→ **WHAT IS BEING ASKED**
Here the job is to transcribe the data exactly while omitting the images.

→ **EXERCISE MATERIAL**
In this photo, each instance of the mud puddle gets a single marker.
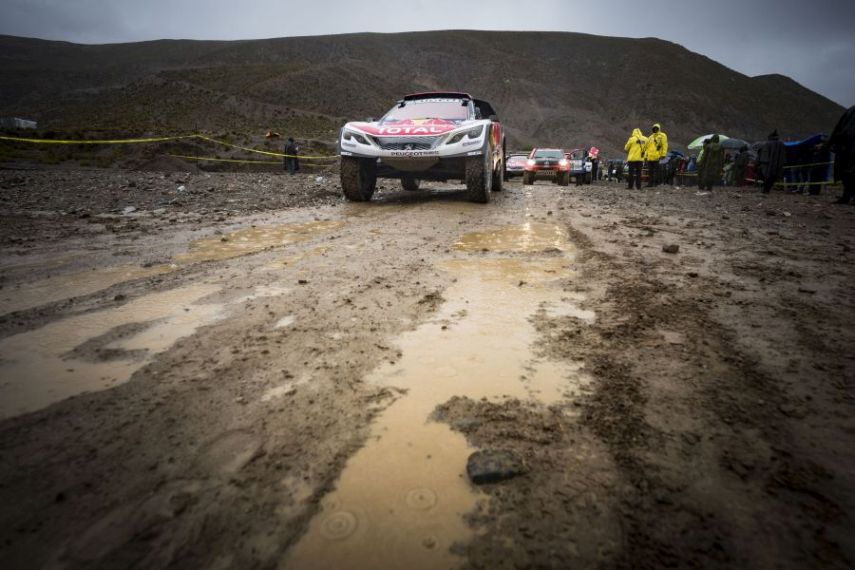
(243, 242)
(254, 240)
(100, 350)
(52, 289)
(400, 501)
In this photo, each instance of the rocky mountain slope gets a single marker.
(550, 88)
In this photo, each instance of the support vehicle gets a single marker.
(547, 163)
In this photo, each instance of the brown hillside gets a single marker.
(550, 88)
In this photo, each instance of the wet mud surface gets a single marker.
(298, 382)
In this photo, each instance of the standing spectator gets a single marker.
(740, 166)
(712, 163)
(634, 148)
(656, 148)
(701, 163)
(842, 143)
(292, 163)
(770, 161)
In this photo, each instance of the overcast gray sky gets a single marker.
(812, 41)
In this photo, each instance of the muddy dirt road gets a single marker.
(244, 371)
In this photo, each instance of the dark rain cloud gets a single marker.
(810, 41)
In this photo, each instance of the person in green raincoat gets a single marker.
(712, 162)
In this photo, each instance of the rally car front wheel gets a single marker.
(499, 176)
(479, 178)
(358, 178)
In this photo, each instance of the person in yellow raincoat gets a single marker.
(656, 148)
(634, 148)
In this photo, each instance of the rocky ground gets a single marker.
(195, 368)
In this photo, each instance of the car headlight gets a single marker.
(348, 135)
(472, 133)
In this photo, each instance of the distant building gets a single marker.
(16, 123)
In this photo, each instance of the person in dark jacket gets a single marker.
(292, 163)
(770, 160)
(740, 166)
(842, 143)
(712, 163)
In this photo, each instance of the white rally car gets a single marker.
(425, 136)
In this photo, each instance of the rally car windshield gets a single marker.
(548, 154)
(448, 109)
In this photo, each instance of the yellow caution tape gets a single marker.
(785, 184)
(266, 152)
(232, 160)
(162, 139)
(101, 141)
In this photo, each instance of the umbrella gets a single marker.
(699, 142)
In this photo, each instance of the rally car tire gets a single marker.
(358, 178)
(410, 183)
(479, 178)
(498, 176)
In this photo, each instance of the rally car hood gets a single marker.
(410, 127)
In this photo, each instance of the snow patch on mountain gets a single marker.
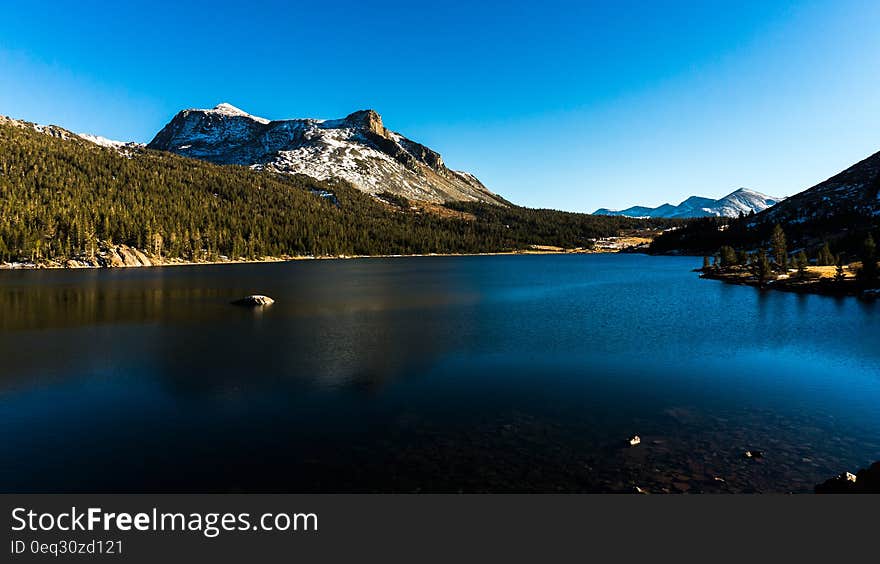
(741, 201)
(357, 148)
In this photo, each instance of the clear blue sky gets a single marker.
(570, 105)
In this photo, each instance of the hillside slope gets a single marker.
(357, 148)
(62, 197)
(840, 211)
(742, 201)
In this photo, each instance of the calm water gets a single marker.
(507, 373)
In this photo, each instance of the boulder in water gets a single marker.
(255, 300)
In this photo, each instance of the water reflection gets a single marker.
(474, 373)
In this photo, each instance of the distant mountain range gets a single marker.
(357, 148)
(840, 211)
(742, 201)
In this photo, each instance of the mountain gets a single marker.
(358, 149)
(742, 201)
(841, 210)
(67, 200)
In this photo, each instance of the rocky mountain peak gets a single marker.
(358, 149)
(369, 120)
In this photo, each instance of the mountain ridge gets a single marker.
(739, 201)
(357, 148)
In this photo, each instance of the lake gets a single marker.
(432, 374)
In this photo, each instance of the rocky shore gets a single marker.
(816, 280)
(866, 480)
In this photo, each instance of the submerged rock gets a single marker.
(866, 480)
(255, 300)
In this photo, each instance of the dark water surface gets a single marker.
(505, 373)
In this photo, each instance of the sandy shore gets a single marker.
(537, 250)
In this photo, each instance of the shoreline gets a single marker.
(58, 266)
(816, 285)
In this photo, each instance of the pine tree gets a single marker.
(839, 275)
(825, 258)
(868, 272)
(728, 256)
(778, 244)
(802, 263)
(762, 267)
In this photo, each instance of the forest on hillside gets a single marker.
(63, 198)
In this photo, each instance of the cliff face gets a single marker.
(357, 148)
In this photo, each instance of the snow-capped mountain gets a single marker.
(845, 199)
(742, 201)
(124, 147)
(357, 148)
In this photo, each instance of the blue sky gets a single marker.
(569, 105)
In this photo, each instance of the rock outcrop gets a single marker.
(357, 148)
(866, 480)
(255, 300)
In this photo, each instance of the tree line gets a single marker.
(66, 198)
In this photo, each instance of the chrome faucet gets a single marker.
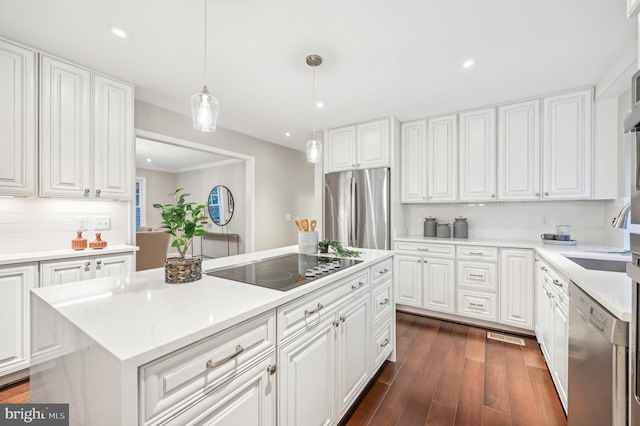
(621, 220)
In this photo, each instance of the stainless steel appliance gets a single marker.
(284, 272)
(356, 208)
(597, 362)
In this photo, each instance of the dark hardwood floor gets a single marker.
(451, 374)
(445, 374)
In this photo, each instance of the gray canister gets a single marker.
(461, 228)
(443, 230)
(429, 226)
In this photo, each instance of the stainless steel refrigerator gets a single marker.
(356, 208)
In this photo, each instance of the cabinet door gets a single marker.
(306, 383)
(65, 129)
(413, 158)
(408, 280)
(567, 146)
(109, 266)
(438, 285)
(65, 271)
(516, 288)
(113, 139)
(341, 149)
(478, 155)
(354, 333)
(15, 284)
(519, 151)
(17, 120)
(372, 144)
(443, 159)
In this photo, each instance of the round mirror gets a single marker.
(220, 205)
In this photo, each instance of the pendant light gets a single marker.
(204, 107)
(314, 146)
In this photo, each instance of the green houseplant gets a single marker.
(183, 221)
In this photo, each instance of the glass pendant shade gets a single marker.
(205, 109)
(314, 151)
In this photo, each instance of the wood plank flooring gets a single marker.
(451, 374)
(445, 374)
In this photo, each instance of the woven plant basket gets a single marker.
(180, 271)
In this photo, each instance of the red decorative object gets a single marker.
(79, 243)
(97, 243)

→ **EXERCISE SOLUTION**
In this photo, each instance of the mud puddle gets a single marker.
(243, 242)
(254, 240)
(100, 350)
(52, 289)
(400, 501)
In this photo, each instance of the rocky mountain slope gets a single marker.
(550, 88)
In this photo, each instance of the support vehicle gets a single marker.
(547, 163)
In this photo, each instance of the brown hillside gets a single marker.
(550, 88)
In this photo, each instance of the wet mud surface gets a single marker.
(298, 382)
In this photo, each instance of the standing spectator gets a single marker.
(740, 166)
(712, 163)
(634, 148)
(656, 148)
(701, 163)
(842, 143)
(292, 163)
(770, 161)
In this photo, each instance of the overcast gray sky gets a single marker.
(812, 41)
In this photo, each instance of the muddy dirt road gets a single marker.
(244, 371)
In this photo, each instance of the dark rain cloud gets a single marker.
(810, 41)
In this photo, each instance of the person in green raincoat gets a single marker.
(712, 162)
In this photo, each instance of the rally car front wheel gets a single marker.
(499, 176)
(479, 178)
(358, 178)
In this photo, each instance of the person in yellow raincoat gets a single marker.
(656, 148)
(634, 148)
In this photo, each instance of the rocky ground gets a single marker.
(195, 368)
In this photo, each instance of the car headlight gets a single marker.
(348, 135)
(472, 133)
In this photo, each instance of the distant building gets a single marker.
(16, 123)
In this photo, each instance of the person in dark jacket gets a single marker.
(292, 163)
(770, 160)
(740, 166)
(842, 143)
(712, 163)
In this photo, each instance of the white rally car gets a single marker.
(425, 136)
In this photo, each instance of the rally car windshield gets a single marker.
(548, 154)
(448, 109)
In this photo, each instance of the yellow caution tape gets a single marker.
(785, 184)
(266, 152)
(232, 160)
(162, 139)
(101, 141)
In this photo, each instance of the umbrella gets a single marker.
(699, 142)
In this photo, each instance of the rally car tire gets a single marker.
(358, 178)
(410, 183)
(479, 178)
(498, 176)
In this photo, each instance of the rally car hood gets a single marker.
(410, 127)
In this photo, each instance of the snow patch on mountain gets a single marker.
(741, 201)
(357, 148)
In this photo, each instance of the clear blue sky gets a single marker.
(570, 105)
In this photo, each instance of the hillside slope gets a single marker.
(357, 148)
(62, 197)
(840, 211)
(742, 201)
In this photo, each instance of the calm water gets a single marker.
(507, 373)
In this photo, each instance of the boulder in water gets a single marker.
(255, 300)
In this photo, each instance of the water reflection gets a single marker.
(474, 373)
In this photo, each instance of the distant mountain range gets a single marker.
(357, 148)
(840, 211)
(742, 201)
In this photo, each instance of the mountain gets a single marker.
(358, 149)
(742, 201)
(841, 210)
(67, 200)
In this photo, each instance of the rocky mountain peak gets a single marker.
(358, 149)
(369, 120)
In this photo, each instance of the mountain ridge gets a single marker.
(739, 201)
(357, 148)
In this photo, each instance of the lake gets a single marker.
(432, 374)
In this photo, each instance of the rocky shore gets a single marker.
(816, 280)
(866, 480)
In this photo, each instance of the submerged rock gets a single marker.
(866, 480)
(255, 300)
In this photo, each instance of the dark water surface gets a single marker.
(505, 373)
In this photo, each instance of the sandy shore gets a single marker.
(537, 250)
In this photo, each instance of the shoreline gets a single marker.
(58, 266)
(816, 285)
In this photo, each instance of the pine tree gets a single marker.
(839, 275)
(825, 258)
(868, 272)
(728, 256)
(778, 244)
(802, 263)
(762, 267)
In this photo, each instance of the forest on hillside gets a single marker.
(63, 198)
In this photo, each instance of the cliff face gets a single marker.
(357, 148)
In this photo, each instance of the snow-capped mountain gets a single marker.
(845, 199)
(742, 201)
(124, 147)
(357, 148)
In this photo, each instance of the blue sky gets a single marker.
(569, 105)
In this photo, each instance of the rock outcrop gets a single marker.
(357, 148)
(866, 480)
(255, 300)
In this photo, each instance of the tree line gets a single marker.
(66, 198)
In this photo, each instance of the chrome faucet gets a single marker.
(621, 220)
In this photo, each instance of the stainless steel appliance gets a single marker.
(284, 272)
(356, 208)
(597, 362)
In this photo, each instance of the dark hardwood floor gets a single marker.
(451, 374)
(445, 374)
In this photo, each instance of the gray canister gets a single marker.
(461, 228)
(443, 230)
(429, 226)
In this photo, each instance of the stainless steel refrigerator gets a single marker.
(356, 208)
In this photo, each instance of the cabinet door gets a single marker.
(306, 383)
(65, 129)
(413, 158)
(408, 280)
(567, 146)
(109, 266)
(438, 285)
(65, 271)
(516, 288)
(113, 139)
(341, 149)
(478, 155)
(354, 333)
(15, 284)
(519, 151)
(17, 120)
(372, 144)
(443, 159)
In this photo, each instance of the round mirror gets a single marker.
(220, 205)
In this photo, each instance of the pendant light gets a single marker.
(204, 107)
(314, 146)
In this photo, each instance of the green houseplant gets a single marker.
(183, 221)
In this photo, each instance of the glass pendant shade gets a single marker.
(205, 109)
(314, 151)
In this photo, each instance of the wood plank flooring gets a single marker.
(451, 374)
(445, 374)
In this photo, each instance of the woven plant basket gets a single marker.
(180, 271)
In this photo, each instance of the red decorative object gets a single marker.
(79, 243)
(97, 243)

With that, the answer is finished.